Please gather every line of the material below that contains the string "palm", and copy each one out. Case counts.
------ Records shown ------
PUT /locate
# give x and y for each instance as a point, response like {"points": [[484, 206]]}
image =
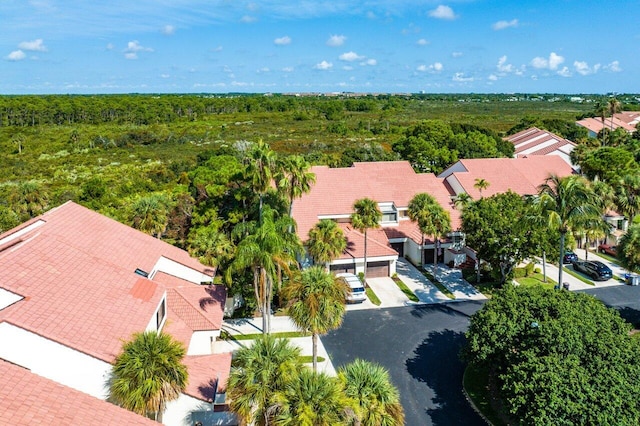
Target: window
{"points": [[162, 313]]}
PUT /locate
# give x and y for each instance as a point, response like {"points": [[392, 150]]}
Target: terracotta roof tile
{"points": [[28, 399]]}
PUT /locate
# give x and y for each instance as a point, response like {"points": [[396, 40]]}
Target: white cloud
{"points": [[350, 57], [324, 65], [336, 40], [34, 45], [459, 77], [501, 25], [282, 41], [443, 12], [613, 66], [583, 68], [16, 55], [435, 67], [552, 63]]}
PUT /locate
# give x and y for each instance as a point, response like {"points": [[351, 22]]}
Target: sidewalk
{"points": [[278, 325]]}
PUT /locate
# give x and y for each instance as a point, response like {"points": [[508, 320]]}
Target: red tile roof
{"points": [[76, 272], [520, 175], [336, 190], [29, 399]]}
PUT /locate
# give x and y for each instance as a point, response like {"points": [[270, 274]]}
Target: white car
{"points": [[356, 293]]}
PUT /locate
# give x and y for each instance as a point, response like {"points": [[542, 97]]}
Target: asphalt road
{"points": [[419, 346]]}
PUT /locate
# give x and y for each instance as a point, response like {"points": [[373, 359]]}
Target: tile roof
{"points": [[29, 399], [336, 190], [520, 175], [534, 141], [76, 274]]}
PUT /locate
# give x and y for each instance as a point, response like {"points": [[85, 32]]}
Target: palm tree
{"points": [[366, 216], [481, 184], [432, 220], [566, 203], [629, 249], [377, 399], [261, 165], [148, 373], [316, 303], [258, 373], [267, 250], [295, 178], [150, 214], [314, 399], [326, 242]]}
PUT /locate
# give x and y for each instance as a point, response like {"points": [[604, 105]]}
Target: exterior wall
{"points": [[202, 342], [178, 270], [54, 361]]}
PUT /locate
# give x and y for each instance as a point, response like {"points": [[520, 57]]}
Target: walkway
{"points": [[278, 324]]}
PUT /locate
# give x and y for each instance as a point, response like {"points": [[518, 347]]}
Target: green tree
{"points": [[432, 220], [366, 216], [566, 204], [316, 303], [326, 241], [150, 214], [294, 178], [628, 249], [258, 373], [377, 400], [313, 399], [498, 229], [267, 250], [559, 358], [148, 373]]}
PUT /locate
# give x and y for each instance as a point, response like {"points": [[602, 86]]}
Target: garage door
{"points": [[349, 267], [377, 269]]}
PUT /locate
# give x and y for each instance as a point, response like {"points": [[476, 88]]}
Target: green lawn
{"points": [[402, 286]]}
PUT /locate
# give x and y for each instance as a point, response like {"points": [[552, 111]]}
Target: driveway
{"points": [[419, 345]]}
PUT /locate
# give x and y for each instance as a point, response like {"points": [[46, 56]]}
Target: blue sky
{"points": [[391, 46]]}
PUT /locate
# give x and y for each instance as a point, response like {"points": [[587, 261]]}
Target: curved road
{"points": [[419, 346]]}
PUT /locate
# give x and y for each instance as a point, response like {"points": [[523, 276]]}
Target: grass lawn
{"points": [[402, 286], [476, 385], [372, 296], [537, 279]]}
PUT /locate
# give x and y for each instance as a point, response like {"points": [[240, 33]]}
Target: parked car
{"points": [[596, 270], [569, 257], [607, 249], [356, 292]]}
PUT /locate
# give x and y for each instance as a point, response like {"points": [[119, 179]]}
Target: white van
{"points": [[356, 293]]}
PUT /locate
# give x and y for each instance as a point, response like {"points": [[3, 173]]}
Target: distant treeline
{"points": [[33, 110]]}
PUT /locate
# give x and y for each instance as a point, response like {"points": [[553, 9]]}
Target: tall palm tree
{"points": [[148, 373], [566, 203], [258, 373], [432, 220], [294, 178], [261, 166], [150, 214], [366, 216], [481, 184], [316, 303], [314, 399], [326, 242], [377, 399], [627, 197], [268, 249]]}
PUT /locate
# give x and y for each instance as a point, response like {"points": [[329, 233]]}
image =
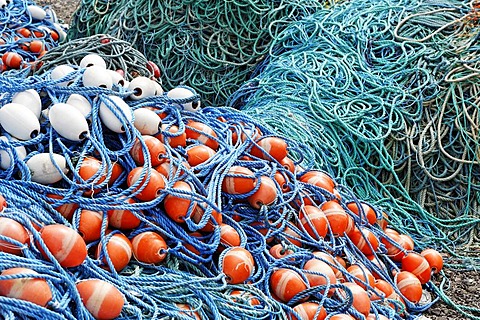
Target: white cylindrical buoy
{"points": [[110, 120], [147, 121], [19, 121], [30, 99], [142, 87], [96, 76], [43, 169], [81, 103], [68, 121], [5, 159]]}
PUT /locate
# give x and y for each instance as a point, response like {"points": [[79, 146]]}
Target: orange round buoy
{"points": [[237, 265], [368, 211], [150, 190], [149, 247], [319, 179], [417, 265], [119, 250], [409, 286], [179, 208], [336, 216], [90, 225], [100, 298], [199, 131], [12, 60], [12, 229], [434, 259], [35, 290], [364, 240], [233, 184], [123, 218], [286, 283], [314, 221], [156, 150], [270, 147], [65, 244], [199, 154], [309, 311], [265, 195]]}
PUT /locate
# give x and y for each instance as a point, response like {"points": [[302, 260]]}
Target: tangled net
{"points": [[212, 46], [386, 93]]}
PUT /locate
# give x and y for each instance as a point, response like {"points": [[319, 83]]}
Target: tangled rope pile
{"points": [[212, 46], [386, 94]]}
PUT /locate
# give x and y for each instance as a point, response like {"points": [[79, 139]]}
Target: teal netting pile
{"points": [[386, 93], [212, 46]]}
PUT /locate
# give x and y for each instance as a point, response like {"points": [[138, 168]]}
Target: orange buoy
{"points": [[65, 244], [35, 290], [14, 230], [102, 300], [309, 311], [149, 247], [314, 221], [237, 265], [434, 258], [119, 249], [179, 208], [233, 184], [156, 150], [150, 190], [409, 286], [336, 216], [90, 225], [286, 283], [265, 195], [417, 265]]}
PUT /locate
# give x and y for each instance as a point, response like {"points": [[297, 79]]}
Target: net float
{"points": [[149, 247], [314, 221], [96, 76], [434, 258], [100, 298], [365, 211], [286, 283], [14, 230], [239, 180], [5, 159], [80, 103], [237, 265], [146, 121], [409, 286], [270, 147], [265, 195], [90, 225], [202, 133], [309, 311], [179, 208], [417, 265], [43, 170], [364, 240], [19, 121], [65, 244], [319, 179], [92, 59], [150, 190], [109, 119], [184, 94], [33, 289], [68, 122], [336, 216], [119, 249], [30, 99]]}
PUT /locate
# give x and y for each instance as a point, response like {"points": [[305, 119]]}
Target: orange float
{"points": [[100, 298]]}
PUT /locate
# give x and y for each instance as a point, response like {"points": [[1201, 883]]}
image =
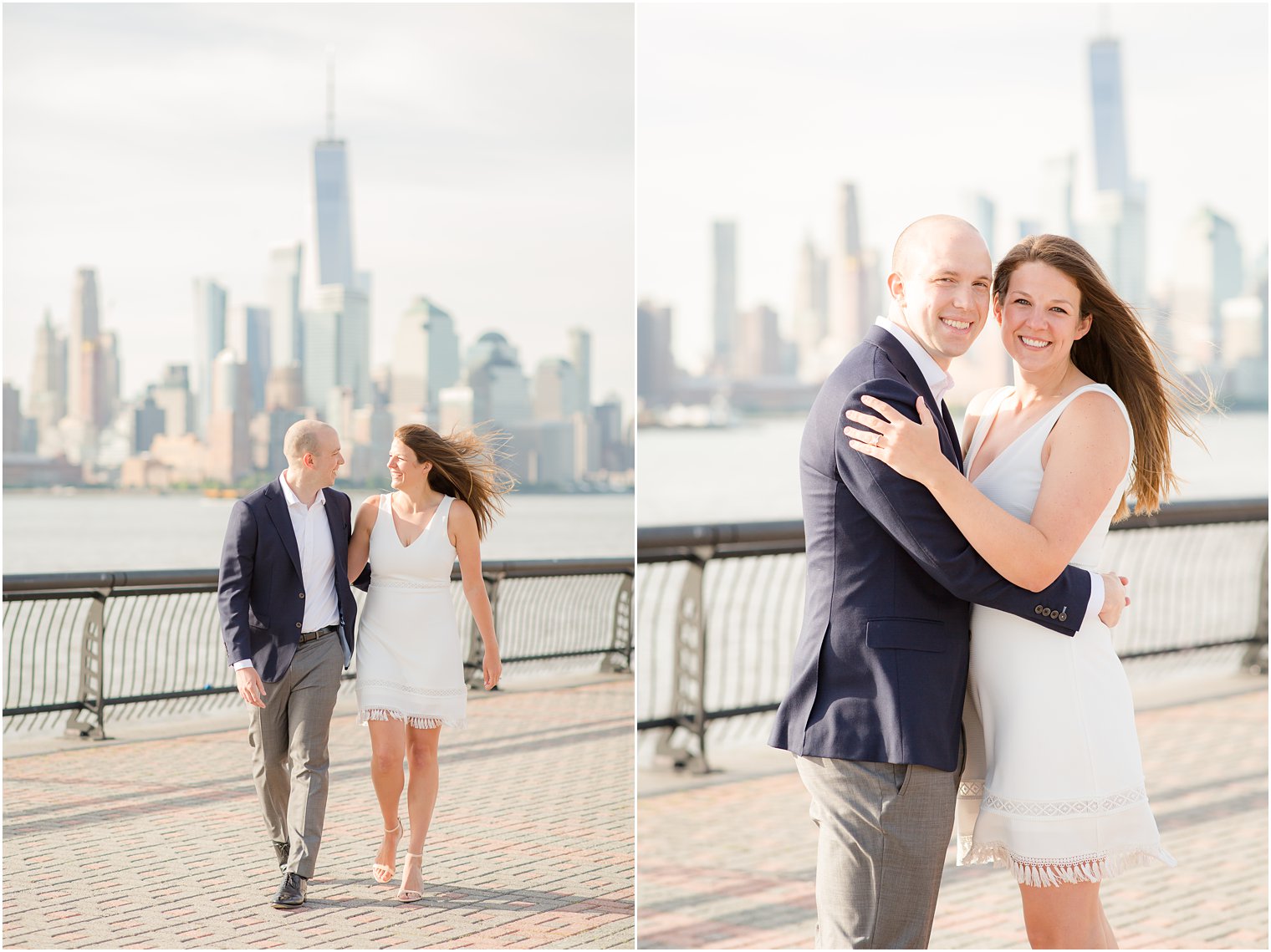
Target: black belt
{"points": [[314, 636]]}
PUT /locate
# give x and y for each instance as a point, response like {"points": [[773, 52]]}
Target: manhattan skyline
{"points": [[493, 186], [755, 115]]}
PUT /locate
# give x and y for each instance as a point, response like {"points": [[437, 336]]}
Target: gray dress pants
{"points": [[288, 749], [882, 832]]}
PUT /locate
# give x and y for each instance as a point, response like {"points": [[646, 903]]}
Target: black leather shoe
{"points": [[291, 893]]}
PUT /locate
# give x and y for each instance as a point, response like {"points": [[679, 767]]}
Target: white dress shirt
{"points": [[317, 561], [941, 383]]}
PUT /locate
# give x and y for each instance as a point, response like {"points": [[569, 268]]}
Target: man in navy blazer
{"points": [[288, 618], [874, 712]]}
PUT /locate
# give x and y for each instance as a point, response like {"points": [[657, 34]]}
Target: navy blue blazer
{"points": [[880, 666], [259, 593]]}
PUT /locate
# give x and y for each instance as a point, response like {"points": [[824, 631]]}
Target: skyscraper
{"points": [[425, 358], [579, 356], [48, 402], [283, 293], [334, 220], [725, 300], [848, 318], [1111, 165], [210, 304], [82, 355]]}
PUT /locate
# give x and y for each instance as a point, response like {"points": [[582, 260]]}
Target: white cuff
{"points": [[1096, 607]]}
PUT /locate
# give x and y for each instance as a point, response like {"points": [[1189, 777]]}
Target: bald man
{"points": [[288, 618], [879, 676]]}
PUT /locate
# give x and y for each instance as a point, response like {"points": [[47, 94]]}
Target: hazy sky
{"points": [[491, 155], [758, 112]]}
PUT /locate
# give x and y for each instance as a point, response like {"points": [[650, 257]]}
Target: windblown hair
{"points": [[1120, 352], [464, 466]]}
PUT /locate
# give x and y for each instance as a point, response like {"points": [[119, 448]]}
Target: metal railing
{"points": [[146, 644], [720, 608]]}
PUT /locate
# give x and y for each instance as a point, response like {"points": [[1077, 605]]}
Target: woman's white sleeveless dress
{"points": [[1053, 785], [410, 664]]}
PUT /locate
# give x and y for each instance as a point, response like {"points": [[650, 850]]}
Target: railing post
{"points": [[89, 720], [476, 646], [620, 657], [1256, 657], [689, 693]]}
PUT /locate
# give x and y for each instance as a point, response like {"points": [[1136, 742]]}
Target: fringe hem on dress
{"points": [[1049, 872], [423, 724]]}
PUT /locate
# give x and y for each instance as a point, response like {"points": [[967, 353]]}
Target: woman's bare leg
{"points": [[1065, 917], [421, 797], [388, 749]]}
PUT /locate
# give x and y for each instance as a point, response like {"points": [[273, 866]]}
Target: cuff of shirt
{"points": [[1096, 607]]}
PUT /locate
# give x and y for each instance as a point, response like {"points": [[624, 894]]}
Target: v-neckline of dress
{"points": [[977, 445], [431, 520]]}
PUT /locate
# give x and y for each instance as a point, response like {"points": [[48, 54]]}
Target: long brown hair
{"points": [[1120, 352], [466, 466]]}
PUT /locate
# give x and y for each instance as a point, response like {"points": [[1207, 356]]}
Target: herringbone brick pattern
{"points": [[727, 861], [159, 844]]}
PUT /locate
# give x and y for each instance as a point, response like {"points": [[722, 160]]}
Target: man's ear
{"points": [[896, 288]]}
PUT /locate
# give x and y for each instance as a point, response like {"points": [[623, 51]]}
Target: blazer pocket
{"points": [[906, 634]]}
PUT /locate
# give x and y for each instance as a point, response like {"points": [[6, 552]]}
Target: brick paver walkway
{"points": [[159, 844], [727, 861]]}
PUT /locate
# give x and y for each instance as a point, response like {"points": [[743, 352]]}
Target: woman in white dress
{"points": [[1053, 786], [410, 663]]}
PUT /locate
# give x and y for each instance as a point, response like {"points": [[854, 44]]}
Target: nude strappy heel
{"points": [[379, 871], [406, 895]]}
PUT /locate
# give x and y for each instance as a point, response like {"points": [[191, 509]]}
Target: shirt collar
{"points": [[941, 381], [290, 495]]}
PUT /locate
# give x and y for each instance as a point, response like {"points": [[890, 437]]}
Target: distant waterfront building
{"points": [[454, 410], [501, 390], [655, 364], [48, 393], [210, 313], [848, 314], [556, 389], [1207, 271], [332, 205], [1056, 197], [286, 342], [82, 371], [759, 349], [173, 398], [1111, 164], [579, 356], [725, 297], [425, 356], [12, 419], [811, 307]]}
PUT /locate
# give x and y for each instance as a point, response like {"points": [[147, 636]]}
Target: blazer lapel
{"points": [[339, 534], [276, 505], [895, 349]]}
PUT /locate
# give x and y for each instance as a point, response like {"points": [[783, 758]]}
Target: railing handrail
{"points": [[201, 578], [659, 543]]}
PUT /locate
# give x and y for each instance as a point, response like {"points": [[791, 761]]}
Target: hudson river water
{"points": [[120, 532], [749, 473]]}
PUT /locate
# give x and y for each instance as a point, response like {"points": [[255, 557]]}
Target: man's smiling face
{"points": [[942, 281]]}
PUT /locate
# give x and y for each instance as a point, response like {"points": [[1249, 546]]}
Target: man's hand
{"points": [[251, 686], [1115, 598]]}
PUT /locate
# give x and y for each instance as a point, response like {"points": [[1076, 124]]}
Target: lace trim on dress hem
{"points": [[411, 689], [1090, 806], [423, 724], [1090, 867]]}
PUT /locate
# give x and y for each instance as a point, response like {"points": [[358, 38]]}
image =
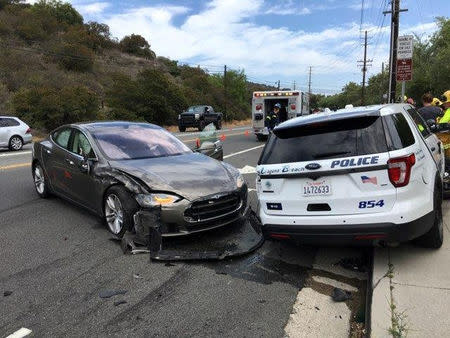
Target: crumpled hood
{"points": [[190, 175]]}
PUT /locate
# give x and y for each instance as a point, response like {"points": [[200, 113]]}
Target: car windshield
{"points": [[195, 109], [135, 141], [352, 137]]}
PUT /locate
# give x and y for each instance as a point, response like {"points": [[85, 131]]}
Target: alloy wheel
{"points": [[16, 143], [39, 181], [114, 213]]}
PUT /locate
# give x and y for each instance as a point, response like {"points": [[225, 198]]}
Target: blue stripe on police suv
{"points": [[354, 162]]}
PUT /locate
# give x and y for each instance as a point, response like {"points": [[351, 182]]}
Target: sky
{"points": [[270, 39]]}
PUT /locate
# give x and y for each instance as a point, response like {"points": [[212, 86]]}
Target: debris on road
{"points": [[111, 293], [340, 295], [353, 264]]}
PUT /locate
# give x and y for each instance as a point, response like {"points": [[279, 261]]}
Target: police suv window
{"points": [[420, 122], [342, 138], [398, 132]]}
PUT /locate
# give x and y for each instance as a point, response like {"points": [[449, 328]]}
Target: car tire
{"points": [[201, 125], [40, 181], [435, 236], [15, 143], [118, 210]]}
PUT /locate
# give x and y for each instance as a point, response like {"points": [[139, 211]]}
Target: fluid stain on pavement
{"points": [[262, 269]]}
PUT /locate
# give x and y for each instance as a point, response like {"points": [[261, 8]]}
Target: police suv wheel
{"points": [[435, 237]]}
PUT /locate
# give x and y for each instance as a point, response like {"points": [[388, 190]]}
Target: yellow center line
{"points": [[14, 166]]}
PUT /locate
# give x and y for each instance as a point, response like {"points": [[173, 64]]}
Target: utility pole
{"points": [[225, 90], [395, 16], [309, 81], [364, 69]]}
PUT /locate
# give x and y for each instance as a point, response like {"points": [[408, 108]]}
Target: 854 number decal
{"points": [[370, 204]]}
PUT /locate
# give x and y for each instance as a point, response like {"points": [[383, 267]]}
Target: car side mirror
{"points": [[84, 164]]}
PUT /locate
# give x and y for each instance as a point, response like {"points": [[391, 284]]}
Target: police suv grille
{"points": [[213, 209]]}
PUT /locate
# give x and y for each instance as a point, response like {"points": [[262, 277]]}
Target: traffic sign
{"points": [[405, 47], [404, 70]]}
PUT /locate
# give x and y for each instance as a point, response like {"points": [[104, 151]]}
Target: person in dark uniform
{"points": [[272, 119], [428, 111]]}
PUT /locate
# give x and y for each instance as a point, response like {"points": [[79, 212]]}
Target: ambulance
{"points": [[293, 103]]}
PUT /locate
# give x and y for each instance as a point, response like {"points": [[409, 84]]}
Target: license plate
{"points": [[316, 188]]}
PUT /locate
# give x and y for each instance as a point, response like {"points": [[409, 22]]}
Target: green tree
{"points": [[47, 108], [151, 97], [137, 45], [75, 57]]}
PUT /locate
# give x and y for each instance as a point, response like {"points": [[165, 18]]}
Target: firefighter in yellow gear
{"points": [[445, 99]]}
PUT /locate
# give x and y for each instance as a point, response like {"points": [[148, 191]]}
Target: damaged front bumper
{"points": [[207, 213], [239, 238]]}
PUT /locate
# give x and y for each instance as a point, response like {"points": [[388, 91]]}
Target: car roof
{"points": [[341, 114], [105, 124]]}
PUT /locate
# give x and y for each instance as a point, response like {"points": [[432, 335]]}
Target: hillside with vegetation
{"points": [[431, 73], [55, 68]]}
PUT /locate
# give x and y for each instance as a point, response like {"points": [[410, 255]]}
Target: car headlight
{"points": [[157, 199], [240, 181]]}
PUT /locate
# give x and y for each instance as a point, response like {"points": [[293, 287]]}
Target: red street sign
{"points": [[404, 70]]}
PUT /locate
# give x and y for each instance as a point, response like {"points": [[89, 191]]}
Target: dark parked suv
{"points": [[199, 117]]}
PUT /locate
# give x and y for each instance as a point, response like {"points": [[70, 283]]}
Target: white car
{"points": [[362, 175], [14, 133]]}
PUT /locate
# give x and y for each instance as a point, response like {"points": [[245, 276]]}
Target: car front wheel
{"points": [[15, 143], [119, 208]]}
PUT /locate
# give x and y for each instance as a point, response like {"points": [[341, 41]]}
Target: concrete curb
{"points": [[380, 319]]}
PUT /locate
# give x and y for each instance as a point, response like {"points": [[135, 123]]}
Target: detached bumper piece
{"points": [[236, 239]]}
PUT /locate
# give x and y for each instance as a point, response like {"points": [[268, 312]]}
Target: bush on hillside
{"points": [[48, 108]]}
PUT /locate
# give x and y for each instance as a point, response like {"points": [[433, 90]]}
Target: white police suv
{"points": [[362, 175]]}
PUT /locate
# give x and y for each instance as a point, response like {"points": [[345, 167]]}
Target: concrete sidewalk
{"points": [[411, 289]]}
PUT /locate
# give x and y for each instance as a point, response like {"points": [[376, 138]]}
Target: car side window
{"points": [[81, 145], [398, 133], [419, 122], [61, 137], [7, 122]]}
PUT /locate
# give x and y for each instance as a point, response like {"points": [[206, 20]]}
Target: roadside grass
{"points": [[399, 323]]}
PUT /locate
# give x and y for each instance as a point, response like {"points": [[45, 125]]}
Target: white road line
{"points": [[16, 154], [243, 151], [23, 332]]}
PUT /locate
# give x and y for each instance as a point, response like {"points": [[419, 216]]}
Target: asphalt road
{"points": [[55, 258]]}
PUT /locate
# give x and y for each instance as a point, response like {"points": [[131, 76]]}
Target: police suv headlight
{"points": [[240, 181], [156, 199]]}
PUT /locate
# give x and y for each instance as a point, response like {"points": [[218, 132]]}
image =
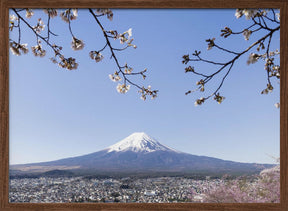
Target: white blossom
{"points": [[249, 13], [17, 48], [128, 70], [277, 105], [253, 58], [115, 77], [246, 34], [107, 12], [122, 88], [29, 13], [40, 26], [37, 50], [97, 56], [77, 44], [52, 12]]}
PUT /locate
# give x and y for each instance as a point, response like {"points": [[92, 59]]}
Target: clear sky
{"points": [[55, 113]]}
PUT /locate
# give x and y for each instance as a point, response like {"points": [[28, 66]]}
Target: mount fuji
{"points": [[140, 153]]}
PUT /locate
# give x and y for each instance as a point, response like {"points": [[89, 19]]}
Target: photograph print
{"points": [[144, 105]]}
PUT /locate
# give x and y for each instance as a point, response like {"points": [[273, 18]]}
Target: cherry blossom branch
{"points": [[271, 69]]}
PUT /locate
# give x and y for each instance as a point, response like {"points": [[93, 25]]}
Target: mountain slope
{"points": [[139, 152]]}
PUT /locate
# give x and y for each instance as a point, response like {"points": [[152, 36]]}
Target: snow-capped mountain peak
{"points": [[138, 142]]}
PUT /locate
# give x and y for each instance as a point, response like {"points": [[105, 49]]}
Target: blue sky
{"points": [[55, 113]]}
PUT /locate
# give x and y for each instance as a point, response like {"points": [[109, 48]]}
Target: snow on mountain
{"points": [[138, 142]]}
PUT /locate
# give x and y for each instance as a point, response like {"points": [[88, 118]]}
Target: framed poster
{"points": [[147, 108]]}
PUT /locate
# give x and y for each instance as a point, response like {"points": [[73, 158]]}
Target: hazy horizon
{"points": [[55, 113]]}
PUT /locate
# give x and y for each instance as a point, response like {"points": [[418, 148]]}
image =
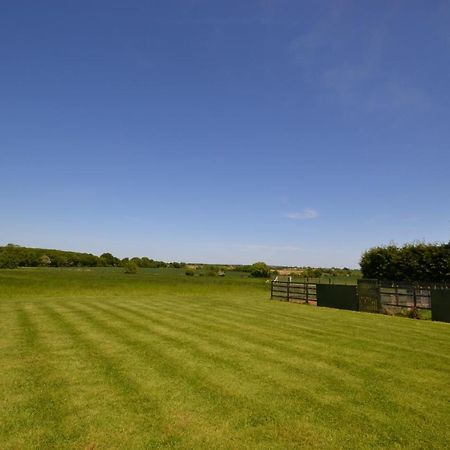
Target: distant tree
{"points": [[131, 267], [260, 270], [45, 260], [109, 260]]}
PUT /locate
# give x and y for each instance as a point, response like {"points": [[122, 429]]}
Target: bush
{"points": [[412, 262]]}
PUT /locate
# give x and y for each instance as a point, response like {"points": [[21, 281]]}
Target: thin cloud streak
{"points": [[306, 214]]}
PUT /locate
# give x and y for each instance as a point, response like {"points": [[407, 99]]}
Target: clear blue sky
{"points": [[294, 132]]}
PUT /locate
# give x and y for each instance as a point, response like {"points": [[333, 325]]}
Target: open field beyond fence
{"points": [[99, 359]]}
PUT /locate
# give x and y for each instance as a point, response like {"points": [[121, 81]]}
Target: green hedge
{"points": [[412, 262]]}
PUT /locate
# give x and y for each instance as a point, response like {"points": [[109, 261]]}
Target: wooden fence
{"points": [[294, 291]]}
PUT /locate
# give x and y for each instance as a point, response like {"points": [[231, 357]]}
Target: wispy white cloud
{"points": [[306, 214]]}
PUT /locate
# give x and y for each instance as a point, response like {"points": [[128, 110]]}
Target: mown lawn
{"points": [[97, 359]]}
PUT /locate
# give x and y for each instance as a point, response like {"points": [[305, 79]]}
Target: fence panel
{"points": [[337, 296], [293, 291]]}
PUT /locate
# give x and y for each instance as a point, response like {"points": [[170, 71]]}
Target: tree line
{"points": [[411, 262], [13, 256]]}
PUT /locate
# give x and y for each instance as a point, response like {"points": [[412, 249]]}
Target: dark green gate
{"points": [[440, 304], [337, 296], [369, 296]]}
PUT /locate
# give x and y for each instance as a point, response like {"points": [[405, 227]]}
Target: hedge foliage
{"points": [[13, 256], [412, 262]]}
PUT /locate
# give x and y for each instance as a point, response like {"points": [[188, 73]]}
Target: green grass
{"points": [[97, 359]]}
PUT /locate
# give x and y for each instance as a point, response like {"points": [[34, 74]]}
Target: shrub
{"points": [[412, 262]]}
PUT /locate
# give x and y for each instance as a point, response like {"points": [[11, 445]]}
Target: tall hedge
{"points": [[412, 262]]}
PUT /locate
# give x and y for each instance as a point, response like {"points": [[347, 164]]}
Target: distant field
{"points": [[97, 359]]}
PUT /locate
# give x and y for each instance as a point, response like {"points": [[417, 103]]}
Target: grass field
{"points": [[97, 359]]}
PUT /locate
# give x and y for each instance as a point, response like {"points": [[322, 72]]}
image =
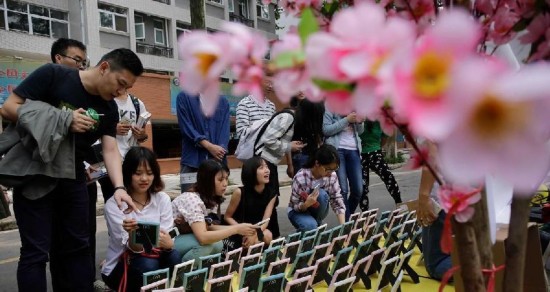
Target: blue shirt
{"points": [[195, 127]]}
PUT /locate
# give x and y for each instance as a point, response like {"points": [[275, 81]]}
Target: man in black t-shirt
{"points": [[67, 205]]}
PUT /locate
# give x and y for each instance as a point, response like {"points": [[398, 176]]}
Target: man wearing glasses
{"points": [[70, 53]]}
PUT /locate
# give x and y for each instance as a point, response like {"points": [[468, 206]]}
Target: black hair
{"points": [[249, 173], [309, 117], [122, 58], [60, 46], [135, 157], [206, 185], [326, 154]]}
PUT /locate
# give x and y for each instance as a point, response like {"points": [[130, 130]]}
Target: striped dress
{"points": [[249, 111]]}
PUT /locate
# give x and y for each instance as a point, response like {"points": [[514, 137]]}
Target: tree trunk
------
### Solution:
Target: palm tree
Target: tall palm tree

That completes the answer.